Please recast every line of the records below as a numbered list, skipping blank lines. Leave the pictures out of your answer.

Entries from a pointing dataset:
* BEGIN *
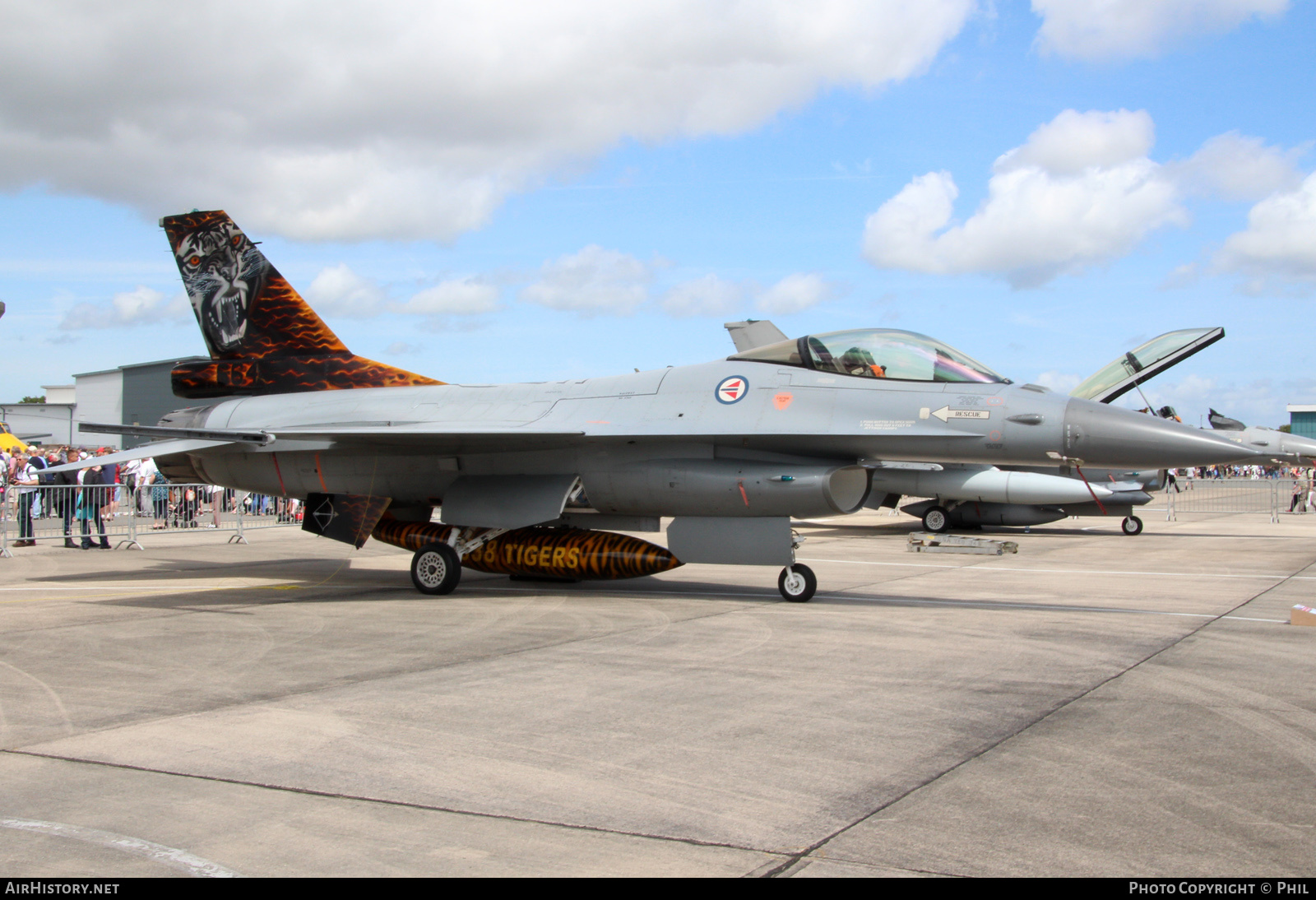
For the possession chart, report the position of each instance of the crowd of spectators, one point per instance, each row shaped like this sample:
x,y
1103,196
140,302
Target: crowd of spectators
x,y
85,500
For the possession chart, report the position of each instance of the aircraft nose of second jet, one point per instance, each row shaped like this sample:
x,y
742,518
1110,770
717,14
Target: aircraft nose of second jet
x,y
1101,434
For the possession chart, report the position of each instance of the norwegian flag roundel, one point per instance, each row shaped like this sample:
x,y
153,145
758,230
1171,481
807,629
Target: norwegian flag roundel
x,y
732,388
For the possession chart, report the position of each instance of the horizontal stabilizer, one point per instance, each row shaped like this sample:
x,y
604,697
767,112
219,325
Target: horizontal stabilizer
x,y
224,434
145,452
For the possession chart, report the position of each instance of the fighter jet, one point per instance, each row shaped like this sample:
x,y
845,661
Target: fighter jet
x,y
980,499
973,495
1278,447
730,449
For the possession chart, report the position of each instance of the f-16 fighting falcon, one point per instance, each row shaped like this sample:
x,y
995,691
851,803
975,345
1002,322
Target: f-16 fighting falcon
x,y
730,449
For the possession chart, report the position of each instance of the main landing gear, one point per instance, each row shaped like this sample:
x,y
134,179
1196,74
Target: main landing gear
x,y
798,583
436,568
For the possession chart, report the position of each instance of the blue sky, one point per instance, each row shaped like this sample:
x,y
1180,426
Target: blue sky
x,y
587,193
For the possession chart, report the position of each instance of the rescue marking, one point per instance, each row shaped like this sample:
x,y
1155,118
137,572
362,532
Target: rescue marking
x,y
732,388
947,412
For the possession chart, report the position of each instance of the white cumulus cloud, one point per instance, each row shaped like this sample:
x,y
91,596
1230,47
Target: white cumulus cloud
x,y
1280,241
457,296
140,307
1081,191
703,296
1239,167
1122,29
411,118
591,282
795,294
339,291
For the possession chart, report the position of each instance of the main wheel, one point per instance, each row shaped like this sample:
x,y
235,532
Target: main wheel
x,y
436,568
936,520
796,583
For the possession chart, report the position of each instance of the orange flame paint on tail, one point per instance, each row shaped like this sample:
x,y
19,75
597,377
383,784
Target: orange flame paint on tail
x,y
262,336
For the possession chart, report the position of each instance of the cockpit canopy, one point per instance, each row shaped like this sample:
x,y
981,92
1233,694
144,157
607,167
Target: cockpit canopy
x,y
875,353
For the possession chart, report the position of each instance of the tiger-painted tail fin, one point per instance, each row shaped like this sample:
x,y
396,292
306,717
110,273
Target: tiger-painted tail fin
x,y
262,336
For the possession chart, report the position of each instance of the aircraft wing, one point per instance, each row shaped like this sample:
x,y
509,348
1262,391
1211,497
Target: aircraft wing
x,y
146,450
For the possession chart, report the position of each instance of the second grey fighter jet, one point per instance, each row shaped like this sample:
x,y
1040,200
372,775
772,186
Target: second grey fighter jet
x,y
730,449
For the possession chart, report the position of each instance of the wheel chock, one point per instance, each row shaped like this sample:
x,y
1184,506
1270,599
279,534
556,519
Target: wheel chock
x,y
931,542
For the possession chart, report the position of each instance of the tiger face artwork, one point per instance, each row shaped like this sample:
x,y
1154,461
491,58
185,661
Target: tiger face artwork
x,y
223,271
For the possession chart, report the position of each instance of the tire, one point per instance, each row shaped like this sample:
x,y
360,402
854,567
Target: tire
x,y
798,583
436,568
936,520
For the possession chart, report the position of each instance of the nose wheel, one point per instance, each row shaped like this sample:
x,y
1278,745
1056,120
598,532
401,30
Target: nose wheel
x,y
796,583
936,520
436,568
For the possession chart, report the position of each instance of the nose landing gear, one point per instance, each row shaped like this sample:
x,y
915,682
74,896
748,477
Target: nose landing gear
x,y
798,583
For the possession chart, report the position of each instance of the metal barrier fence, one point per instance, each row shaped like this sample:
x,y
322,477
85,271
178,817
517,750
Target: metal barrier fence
x,y
1273,496
111,516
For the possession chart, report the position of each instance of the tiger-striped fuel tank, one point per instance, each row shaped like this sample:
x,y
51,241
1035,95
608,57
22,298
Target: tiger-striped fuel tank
x,y
543,551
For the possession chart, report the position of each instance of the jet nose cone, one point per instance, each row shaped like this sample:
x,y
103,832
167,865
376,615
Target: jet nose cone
x,y
1101,434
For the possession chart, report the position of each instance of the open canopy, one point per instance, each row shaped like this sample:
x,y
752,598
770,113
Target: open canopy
x,y
1144,362
875,353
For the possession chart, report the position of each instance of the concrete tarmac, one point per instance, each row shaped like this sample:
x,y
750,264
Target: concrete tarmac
x,y
1094,706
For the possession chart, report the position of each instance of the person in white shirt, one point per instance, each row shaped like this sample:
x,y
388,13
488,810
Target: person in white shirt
x,y
28,478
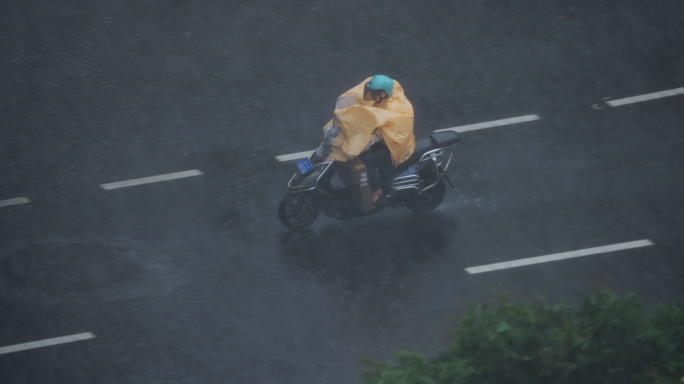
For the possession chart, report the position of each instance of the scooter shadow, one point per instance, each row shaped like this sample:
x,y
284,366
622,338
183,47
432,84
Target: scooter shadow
x,y
357,253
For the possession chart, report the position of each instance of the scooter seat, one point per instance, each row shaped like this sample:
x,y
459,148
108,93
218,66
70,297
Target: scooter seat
x,y
422,146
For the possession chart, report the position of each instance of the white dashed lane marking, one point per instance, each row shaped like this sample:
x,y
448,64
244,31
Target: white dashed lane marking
x,y
46,343
294,156
559,256
491,124
16,201
463,128
650,96
152,179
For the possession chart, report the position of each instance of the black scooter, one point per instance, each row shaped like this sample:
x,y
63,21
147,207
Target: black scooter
x,y
418,184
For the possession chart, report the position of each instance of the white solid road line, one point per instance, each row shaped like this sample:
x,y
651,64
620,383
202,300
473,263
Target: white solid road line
x,y
152,179
559,256
17,201
294,156
46,343
490,124
650,96
463,128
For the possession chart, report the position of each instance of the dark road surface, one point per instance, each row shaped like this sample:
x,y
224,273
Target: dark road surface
x,y
196,281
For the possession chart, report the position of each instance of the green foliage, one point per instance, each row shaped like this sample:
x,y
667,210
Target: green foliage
x,y
606,340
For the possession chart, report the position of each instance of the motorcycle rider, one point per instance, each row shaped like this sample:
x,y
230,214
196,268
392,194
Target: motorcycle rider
x,y
373,121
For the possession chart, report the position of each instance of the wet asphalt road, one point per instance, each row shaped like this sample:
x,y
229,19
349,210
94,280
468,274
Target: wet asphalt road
x,y
196,281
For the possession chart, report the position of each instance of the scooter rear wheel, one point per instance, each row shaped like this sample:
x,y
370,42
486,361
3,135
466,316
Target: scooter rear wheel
x,y
297,211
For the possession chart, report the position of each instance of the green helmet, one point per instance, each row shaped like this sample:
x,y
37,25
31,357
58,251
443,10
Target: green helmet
x,y
381,83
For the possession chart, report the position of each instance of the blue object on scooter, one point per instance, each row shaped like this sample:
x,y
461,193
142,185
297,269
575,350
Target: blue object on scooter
x,y
304,166
411,171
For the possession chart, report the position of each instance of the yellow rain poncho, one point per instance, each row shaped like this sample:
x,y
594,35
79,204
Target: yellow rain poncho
x,y
358,119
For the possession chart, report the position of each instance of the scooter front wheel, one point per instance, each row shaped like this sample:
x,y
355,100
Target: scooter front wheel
x,y
297,210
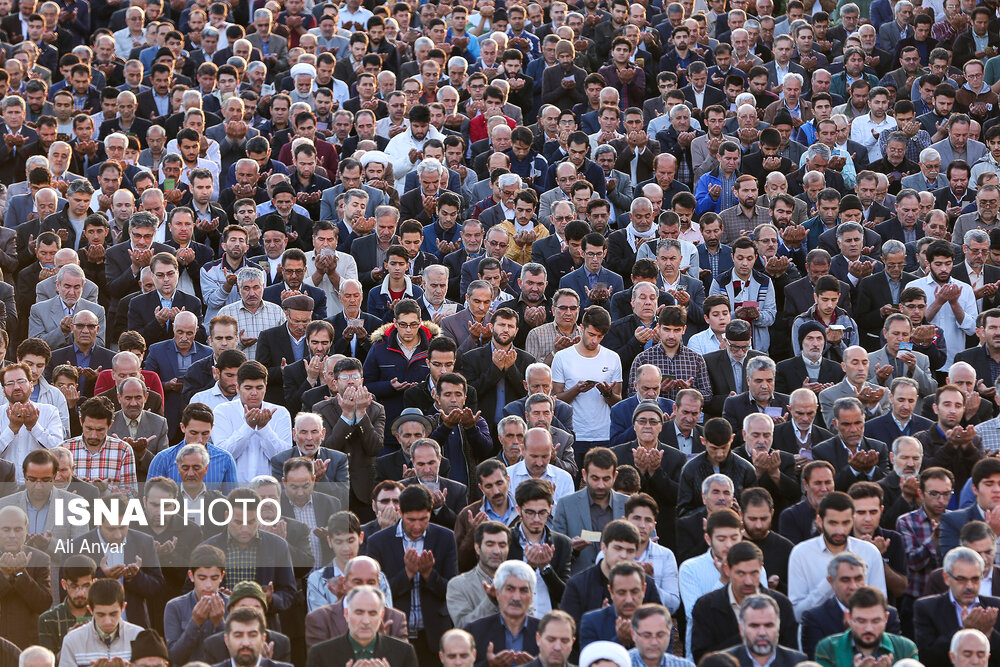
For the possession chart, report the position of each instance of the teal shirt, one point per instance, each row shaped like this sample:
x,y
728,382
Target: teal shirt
x,y
839,650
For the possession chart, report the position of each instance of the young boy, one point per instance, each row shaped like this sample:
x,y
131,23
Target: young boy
x,y
717,314
328,586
* END *
**The answer**.
1. For the possession chart, report the position of each instance of the crowd of spectators, one point per instance, each row shaped like this sample:
2. x,y
3. 1103,196
4. 140,302
5. Target: crowd of spectators
6. x,y
7. 85,500
8. For the possession chart, report the position of each instance of the aircraft nose of second jet, one point per instance, each row shaped like this sample:
9. x,y
10. 742,518
11. 1110,770
12. 717,14
13. Target: aircraft nose of second jet
14. x,y
15. 1101,434
16. For the possession chart, report the position of each instance of the norwegian flag roundel, one point per instance, each row shaped like this sample:
17. x,y
18. 153,145
19. 758,230
20. 1171,481
21. 807,629
22. Target: norwegian flag roundel
23. x,y
24. 732,388
25. For the possession chart, report the position of each instance of the horizontal stabilizer, one point per instance, each row shaped like this sample:
26. x,y
27. 604,697
28. 767,112
29. 219,325
30. Target: horizontal stabilizer
31. x,y
32. 224,434
33. 145,452
34. For the possession chart, report the position of each instance of the fighter jet, one point per instance, each row shaped like this sample:
35. x,y
36. 845,661
37. Target: fighter jet
38. x,y
39. 980,499
40. 973,495
41. 1278,447
42. 730,449
43. For the possession chart, report the position of each instance of the f-16 fighting falcon, one point per instance, each row shaped like this sample:
44. x,y
45. 995,691
46. 851,803
47. 975,345
48. 1002,322
49. Target: f-16 fighting falcon
50. x,y
51. 730,449
52. For the possession chart, report the position of each instance of the main landing gear, one point per instance, each row shaped like this sample:
53. x,y
54. 134,179
55. 1196,74
56. Target: main landing gear
57. x,y
58. 798,583
59. 436,568
60. For the possession chart, report the position of each instance of the blue sky, one point per instance, each row shaped like this sample:
61. x,y
62. 1180,426
63. Target: blue sky
64. x,y
65. 587,193
66. For the possession chart, report the position of each instance of the rescue marking, one point per instance, each row shaped like this sample:
67. x,y
68. 1155,118
69. 137,572
70. 362,532
71. Target: rescue marking
72. x,y
73. 732,388
74. 947,412
75. For the possession chart, report the position of each instance of the white cumulus cloud, one point per instance, each row shaped like this sample:
76. x,y
77. 91,596
78. 1230,47
79. Target: white cumulus cloud
80. x,y
81. 1280,241
82. 457,296
83. 140,307
84. 1081,191
85. 703,296
86. 1239,167
87. 1122,29
88. 411,118
89. 591,282
90. 795,294
91. 339,291
92. For the possession chart, report the position of each instance of the main wheel, one point per instance, each row shaped like this sample:
93. x,y
94. 235,532
95. Target: main wheel
96. x,y
97. 436,568
98. 936,520
99. 796,583
100. For the possession chart, report the position of each instance of the orange flame paint on tail, one point per instance, each row shaped like this sample:
101. x,y
102. 19,75
103. 597,377
104. 383,784
105. Target: orange flame paint on tail
106. x,y
107. 262,336
108. For the possession chart, report the position of each instance of the cockpit canopy, one point per instance, each row shaped like this sample:
109. x,y
110. 981,92
111. 1233,694
112. 144,157
113. 607,167
114. Target: cockpit canopy
115. x,y
116. 875,353
117. For the possession chart, report the position of each instance of the tiger-painted tail fin, one point per instance, each row shaped like this sample:
118. x,y
119. 396,292
120. 306,717
121. 110,273
122. Target: tiger-painted tail fin
123. x,y
124. 262,336
125. For the possession chart, report the position of each instance of the aircraft wing, one point per instance, each row shaped like this sample:
126. x,y
127. 509,348
128. 1262,391
129. 1211,497
130. Target: aircraft wing
131. x,y
132. 146,450
133. For the possession chart, report the position of each instance of the second grey fighter jet, one point per instance, each row shaped like this sample:
134. x,y
135. 1040,200
136. 372,775
137. 772,186
138. Target: second grey fighter jet
139. x,y
140. 730,449
141. For the possession chart, report the position of each instance of the wheel chock, one point per instance, each row shaped like this sample:
142. x,y
143. 1184,506
144. 1270,599
145. 279,534
146. 556,519
147. Target: wheel chock
148. x,y
149. 931,542
150. For the possession chart, report the position of each instance of the tiger face artwork, one point per instance, each row shaped like this sample:
151. x,y
152. 1154,461
153. 491,58
154. 185,661
155. Target: tiger face artwork
156. x,y
157. 223,271
158. For the possession chart, report the position of each instance of the tire, one point per instance, each row shaped like this sample:
159. x,y
160. 360,402
161. 854,567
162. Target: tire
163. x,y
164. 798,583
165. 436,568
166. 936,520
167. For the possession chart, report the position of each instance of the nose wheel, one point per instance, each row shaped like this sample:
168. x,y
169. 1278,745
170. 1056,120
171. 598,532
172. 401,30
173. Target: nose wheel
174. x,y
175. 796,583
176. 936,520
177. 436,568
178. For the possession chart, report the position of each instance of the nose landing gear, one point per instance, each row shaped like this sample:
179. x,y
180. 915,682
181. 74,896
182. 748,477
183. Target: nose landing gear
184. x,y
185. 798,583
186. For the possession chart, report the position of each instance of the metal barrier fence, one point per instance, each row shaped like this sample:
187. x,y
188. 322,477
189. 85,271
190. 178,817
191. 517,750
192. Target: metal barrier fence
193. x,y
194. 1273,496
195. 111,516
196. For the possession chart, report the position of each instance of the tiger-striped fuel tank, one point per instance, each row shaped like this sample:
197. x,y
198. 51,241
199. 1035,95
200. 608,57
201. 22,298
202. Target: tiger-striped fuel tank
203. x,y
204. 543,551
205. For the possession chart, report the position of each instance of the jet nose cone, one point per instance, each row shaped like this sample:
206. x,y
207. 103,832
208. 167,865
209. 376,615
210. Target: jet nose cone
211. x,y
212. 1101,434
213. For the possession chart, report the position of each instance of the open canopy, one point per instance, each row shaped like this sample:
214. x,y
215. 752,598
216. 770,113
217. Target: open canopy
218. x,y
219. 1144,362
220. 875,353
221. For the possession chart, report the position of each instance of the concrete tarmac, one point per instance, each row shaped like this sample:
222. x,y
223. 750,264
224. Target: concrete tarmac
225. x,y
226. 1094,706
227. For the possession chart, report the position of each instance of the person in white shirt, one point per instance, each row shaped like this sample:
228. x,y
229. 388,13
230. 488,810
231. Target: person in white shirt
232. x,y
233. 28,478
234. For the possession chart, report the position of each instance of the scooter shadow, one point per instance, each row shaped like this sample:
235. x,y
236. 284,366
237. 622,338
238. 183,47
239. 432,84
240. Target: scooter shadow
241. x,y
242. 357,253
243. For the possession chart, report the position of each instance of the scooter seat, one point per instance, each row shaped like this sample:
244. x,y
245. 459,148
246. 108,93
247. 218,66
248. 70,297
249. Target: scooter seat
250. x,y
251. 422,146
252. For the possession chart, report the position of each instance of the white dashed lane marking, one point per instance, each row shaped like this sample:
253. x,y
254. 448,64
255. 244,31
256. Target: white dashed lane marking
257. x,y
258. 46,343
259. 294,156
260. 559,256
261. 491,124
262. 16,201
263. 463,128
264. 650,96
265. 152,179
266. For the possession chart, report the position of each instance of the black scooter, one point per instance, each row shaped like this sample:
267. x,y
268. 63,21
269. 147,207
270. Target: black scooter
271. x,y
272. 418,184
273. For the possession chart, report the position of each instance of the white solid road line, one point per instance, each row shaped like this sample:
274. x,y
275. 651,64
276. 620,383
277. 202,300
278. 473,263
279. Target: white solid road line
280. x,y
281. 152,179
282. 559,256
283. 17,201
284. 294,156
285. 46,343
286. 490,124
287. 650,96
288. 463,128
289. For the possession chart, report the position of each instance of the dark road surface, one point per instance, each row shaped like this sample:
290. x,y
291. 224,273
292. Target: dark road surface
293. x,y
294. 196,281
295. For the possession chart, report the position of each instance of the green foliage, one point per instance, each row shaped like this sample:
296. x,y
297. 667,210
298. Target: green foliage
299. x,y
300. 606,340
301. For the possession chart, report the position of each instance of the motorcycle rider, one point per instance, each row shaped like this sample:
302. x,y
303. 230,214
304. 196,268
305. 392,194
306. Target: motorcycle rider
307. x,y
308. 373,121
309. For the possession chart, report the position of each instance of the wet asphalt road, one point per instance, each row shaped like this sample:
310. x,y
311. 229,19
312. 349,210
313. 94,280
314. 468,274
315. Target: wet asphalt road
316. x,y
317. 196,281
318. For the possession chart, report the position of each instance of the scooter rear wheel, one point per instance, each row shaped like this sample:
319. x,y
320. 370,42
321. 486,361
322. 3,135
323. 466,316
324. Target: scooter rear wheel
325. x,y
326. 297,211
327. For the possession chart, report the position of each instance of the green helmet, one point per instance, each row shaped like this sample:
328. x,y
329. 37,25
330. 31,357
331. 58,251
332. 443,10
333. Target: green helmet
334. x,y
335. 381,83
336. For the possession chart, report the position of each instance of the blue object on scooter, one point per instance, each row shaped like this sample:
337. x,y
338. 461,193
339. 142,185
340. 297,269
341. 575,350
342. Target: blue object on scooter
343. x,y
344. 304,166
345. 411,171
346. For the possession chart, report the position of each instance of the yellow rain poncho, one point per instance, each row shaped like this sample:
347. x,y
348. 594,35
349. 79,204
350. Target: yellow rain poncho
351. x,y
352. 358,119
353. For the possession chart, report the position of each instance of the scooter front wheel, one point per instance, each row shaped like this sample:
354. x,y
355. 355,100
356. Target: scooter front wheel
357. x,y
358. 297,210
359. For the possession chart, report the position of each instance of the teal shirt, one point per instance, each row shaped like this sample:
360. x,y
361. 728,382
362. Target: teal shirt
363. x,y
364. 839,650
365. For the possession chart, report the position of each instance of the young boy, one point per instance, each row shaped like this sample:
366. x,y
367. 131,23
368. Target: young boy
369. x,y
370. 717,314
371. 328,586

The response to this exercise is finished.